» Rows from a segmentation dataset

────────────────

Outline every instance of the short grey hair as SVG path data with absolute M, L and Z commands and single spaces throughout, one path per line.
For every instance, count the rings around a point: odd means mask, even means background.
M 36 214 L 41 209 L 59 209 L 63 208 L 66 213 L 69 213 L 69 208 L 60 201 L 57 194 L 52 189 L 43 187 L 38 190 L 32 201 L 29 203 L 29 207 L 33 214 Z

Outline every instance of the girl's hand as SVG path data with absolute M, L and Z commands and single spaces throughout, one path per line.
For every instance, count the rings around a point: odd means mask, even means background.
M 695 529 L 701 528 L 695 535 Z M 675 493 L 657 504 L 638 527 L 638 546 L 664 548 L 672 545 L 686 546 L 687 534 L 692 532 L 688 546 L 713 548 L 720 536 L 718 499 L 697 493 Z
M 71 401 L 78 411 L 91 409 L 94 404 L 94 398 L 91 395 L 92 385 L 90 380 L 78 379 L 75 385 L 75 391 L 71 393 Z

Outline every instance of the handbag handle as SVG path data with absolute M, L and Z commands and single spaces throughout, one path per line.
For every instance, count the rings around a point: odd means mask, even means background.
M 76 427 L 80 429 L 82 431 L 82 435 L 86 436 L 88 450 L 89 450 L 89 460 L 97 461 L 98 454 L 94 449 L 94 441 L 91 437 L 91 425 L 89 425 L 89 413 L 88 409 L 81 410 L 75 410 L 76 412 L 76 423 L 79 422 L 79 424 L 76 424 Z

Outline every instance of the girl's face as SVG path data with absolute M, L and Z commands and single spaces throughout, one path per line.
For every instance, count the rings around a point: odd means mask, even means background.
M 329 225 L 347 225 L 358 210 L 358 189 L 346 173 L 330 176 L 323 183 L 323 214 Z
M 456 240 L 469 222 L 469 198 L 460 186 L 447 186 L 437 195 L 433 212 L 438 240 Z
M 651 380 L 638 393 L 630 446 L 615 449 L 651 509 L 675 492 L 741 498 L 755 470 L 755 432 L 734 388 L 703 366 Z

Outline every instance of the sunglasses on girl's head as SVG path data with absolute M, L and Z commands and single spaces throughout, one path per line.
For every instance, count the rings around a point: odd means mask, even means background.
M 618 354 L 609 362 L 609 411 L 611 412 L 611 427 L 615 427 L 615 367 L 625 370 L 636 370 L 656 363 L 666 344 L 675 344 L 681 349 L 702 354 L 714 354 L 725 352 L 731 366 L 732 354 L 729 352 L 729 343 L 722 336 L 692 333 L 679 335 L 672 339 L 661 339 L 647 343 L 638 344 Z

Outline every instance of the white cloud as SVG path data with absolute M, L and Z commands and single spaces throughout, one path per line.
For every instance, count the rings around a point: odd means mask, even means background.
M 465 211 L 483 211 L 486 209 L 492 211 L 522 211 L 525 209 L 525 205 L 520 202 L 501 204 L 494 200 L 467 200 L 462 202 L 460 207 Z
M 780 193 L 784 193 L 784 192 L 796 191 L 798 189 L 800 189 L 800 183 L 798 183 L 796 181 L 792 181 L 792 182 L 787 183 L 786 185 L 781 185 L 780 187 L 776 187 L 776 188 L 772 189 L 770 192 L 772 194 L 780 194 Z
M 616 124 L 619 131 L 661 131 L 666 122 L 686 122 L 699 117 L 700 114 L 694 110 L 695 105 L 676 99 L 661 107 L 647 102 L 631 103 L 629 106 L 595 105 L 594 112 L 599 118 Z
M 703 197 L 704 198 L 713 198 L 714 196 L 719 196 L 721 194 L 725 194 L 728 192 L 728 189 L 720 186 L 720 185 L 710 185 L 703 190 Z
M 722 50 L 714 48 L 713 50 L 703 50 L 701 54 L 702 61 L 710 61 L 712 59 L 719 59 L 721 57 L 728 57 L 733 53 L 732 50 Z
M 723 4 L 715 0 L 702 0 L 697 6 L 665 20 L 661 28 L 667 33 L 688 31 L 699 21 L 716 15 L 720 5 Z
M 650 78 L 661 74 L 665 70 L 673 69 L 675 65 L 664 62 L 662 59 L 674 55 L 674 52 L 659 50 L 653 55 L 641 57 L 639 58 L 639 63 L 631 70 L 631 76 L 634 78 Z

────────────────

» BRIEF
In the listing above, could you copy out exactly the lines starting at the one containing "Outline every instance of the handbag" and ending at the one containing "M 76 427 L 80", both included?

» ANSWER
Outline every instance of the handbag handle as SVG path data with absolute M, L and Z commands and single spaces throughout, one path per line.
For every instance, count the rings around a point: odd means mask, even means background.
M 76 427 L 80 429 L 82 431 L 82 435 L 86 436 L 88 450 L 89 450 L 89 460 L 97 461 L 98 454 L 94 449 L 94 441 L 91 437 L 91 425 L 89 425 L 89 413 L 88 409 L 81 410 L 75 410 L 76 412 L 76 423 L 79 422 L 79 424 L 76 424 Z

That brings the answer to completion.